[Begin EXTRACTED DATA]

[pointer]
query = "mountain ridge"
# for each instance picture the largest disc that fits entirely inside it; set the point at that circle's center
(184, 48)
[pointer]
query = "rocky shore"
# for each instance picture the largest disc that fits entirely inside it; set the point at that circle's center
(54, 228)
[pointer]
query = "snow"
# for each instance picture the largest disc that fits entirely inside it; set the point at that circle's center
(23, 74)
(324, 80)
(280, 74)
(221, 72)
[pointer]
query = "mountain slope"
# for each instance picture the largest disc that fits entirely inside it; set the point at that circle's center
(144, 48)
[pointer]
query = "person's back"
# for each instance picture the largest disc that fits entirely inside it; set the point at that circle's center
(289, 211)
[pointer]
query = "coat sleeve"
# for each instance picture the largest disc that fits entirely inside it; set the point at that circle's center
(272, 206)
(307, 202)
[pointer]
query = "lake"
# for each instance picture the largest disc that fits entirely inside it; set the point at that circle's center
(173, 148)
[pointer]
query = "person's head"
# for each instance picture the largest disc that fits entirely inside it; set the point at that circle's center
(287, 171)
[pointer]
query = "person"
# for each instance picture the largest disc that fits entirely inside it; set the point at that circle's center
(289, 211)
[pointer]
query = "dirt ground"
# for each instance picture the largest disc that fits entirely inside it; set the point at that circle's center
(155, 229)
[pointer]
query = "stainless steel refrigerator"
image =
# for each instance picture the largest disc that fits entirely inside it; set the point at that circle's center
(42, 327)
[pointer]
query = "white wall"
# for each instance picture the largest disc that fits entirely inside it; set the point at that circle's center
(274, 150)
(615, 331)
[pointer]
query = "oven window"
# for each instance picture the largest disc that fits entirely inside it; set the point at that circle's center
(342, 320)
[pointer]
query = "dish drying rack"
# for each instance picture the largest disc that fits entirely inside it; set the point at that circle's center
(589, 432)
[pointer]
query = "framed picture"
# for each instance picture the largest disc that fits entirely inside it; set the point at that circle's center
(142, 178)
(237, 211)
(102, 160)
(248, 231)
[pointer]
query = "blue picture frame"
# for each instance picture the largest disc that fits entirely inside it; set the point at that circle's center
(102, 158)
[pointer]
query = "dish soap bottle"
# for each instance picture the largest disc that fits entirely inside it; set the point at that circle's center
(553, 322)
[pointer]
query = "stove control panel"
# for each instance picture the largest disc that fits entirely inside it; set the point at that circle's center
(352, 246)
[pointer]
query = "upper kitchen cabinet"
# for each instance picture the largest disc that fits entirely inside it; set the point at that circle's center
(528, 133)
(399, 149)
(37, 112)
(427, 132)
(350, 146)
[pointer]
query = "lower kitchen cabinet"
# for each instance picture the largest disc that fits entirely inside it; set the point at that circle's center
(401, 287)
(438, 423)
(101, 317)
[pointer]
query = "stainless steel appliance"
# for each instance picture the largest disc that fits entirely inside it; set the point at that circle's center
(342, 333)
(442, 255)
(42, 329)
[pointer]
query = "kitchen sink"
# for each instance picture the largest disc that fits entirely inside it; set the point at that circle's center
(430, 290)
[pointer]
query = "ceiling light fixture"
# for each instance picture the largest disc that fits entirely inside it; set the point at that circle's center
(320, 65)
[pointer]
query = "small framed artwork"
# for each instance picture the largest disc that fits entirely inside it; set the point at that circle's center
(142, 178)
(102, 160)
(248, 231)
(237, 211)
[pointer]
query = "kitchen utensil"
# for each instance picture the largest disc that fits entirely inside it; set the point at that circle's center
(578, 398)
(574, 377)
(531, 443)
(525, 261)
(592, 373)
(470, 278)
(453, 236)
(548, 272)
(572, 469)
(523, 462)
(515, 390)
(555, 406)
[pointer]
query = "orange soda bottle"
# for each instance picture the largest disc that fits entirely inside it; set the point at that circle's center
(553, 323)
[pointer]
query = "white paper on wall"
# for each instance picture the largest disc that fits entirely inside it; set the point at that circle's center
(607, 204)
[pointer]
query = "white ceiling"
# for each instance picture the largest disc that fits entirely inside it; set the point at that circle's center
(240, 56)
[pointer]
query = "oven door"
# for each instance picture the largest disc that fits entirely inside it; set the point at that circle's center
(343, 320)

[End EXTRACTED DATA]

▶ _TASK REQUIREMENTS_: Locate each line of the data entries above that contains the word "ceiling" and copy those lines.

▶ _WRITTEN SOLUTION_:
query = "ceiling light fixture"
query = "white ceiling"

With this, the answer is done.